▶ Data

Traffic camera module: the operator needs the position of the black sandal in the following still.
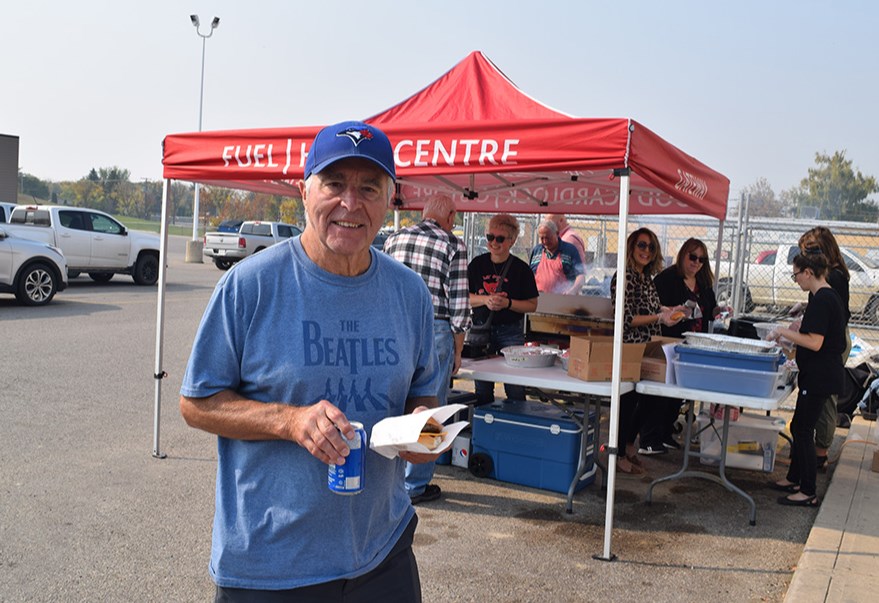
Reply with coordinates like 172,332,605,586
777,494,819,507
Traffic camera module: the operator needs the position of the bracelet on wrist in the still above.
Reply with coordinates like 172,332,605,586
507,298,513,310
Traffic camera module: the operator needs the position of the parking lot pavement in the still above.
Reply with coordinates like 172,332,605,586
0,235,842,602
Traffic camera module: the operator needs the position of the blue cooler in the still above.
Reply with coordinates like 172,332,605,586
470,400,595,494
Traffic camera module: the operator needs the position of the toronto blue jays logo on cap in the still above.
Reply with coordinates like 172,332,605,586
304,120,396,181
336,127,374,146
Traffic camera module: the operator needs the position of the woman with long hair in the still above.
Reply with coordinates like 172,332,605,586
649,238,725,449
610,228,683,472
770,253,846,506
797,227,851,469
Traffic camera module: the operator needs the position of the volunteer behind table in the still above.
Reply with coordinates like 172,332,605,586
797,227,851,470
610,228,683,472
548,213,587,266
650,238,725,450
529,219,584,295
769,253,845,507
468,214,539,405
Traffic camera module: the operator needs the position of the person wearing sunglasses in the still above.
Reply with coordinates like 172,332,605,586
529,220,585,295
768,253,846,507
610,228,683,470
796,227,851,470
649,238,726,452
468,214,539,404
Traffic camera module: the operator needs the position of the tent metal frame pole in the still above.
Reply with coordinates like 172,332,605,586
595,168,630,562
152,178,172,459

--

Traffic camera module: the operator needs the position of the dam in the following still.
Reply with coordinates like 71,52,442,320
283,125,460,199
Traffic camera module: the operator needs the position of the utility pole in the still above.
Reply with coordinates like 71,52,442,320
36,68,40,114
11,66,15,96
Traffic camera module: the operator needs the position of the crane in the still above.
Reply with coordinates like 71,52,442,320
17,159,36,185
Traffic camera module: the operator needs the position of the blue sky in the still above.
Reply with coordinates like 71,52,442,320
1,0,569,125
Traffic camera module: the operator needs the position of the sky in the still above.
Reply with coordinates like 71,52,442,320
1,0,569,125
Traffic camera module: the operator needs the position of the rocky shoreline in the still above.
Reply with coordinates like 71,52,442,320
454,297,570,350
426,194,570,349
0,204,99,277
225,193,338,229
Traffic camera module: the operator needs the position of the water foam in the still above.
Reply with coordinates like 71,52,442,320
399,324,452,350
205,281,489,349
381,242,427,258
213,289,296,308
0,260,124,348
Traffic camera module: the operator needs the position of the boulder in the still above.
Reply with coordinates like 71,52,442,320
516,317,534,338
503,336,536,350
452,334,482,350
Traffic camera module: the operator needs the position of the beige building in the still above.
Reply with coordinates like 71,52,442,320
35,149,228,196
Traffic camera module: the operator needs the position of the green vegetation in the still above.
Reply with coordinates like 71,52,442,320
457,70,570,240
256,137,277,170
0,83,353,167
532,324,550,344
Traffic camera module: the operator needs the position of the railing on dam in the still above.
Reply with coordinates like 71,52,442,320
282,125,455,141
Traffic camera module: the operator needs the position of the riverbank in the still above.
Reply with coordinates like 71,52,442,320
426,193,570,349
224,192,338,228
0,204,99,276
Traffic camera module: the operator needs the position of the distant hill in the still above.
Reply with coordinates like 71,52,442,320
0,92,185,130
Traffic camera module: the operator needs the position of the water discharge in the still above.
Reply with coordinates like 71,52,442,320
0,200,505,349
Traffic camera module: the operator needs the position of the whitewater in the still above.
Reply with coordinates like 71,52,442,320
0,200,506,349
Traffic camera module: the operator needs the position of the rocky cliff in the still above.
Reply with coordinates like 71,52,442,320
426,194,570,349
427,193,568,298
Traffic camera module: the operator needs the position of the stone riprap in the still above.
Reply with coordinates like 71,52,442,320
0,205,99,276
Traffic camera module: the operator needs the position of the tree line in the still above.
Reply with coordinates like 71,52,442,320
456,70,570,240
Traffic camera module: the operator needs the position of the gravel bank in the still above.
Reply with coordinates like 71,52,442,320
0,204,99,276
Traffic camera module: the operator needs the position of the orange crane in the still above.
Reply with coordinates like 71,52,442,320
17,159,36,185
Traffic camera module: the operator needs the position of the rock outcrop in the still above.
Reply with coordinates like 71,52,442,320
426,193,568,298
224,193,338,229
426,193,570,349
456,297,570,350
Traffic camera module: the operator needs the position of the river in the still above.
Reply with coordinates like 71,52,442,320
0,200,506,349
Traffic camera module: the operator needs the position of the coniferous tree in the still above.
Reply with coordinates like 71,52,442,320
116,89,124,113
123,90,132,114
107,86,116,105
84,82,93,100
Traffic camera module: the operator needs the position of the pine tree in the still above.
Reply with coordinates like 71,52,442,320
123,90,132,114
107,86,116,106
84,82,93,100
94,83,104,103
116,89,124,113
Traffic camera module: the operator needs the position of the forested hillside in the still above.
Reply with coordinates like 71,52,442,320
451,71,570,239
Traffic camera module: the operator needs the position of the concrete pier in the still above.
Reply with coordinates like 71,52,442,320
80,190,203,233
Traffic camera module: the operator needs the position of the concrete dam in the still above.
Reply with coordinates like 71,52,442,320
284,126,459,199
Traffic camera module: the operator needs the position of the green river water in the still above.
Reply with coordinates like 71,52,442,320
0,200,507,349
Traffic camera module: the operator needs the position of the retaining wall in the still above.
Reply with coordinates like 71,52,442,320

* * *

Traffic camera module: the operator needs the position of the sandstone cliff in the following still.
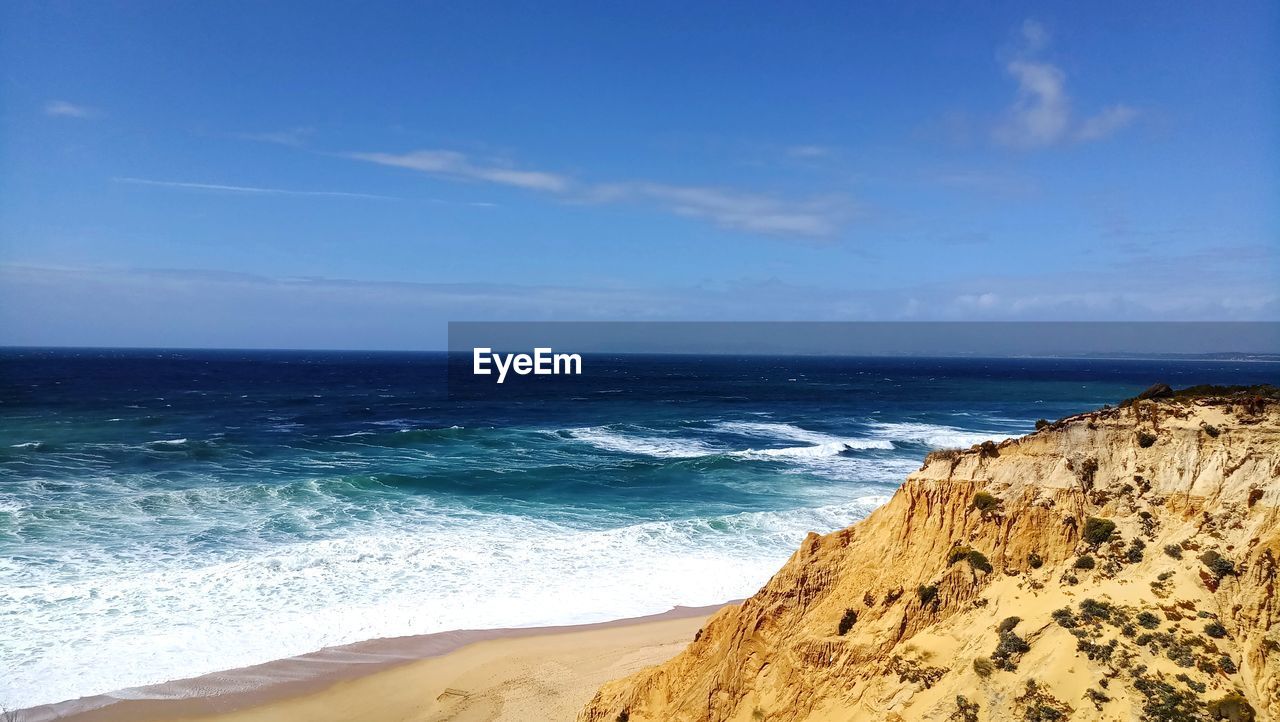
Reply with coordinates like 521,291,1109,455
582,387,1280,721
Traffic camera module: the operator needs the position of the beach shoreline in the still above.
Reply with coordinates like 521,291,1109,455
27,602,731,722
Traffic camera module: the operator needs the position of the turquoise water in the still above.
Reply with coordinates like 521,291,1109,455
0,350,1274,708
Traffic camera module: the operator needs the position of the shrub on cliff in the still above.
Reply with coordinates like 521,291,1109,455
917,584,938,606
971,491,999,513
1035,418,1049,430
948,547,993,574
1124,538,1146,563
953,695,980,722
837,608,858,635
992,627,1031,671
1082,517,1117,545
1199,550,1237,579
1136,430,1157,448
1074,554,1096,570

▶ Brief
In how many lines of the data does the string "pole" appear? Give only the number.

▶ Task answer
2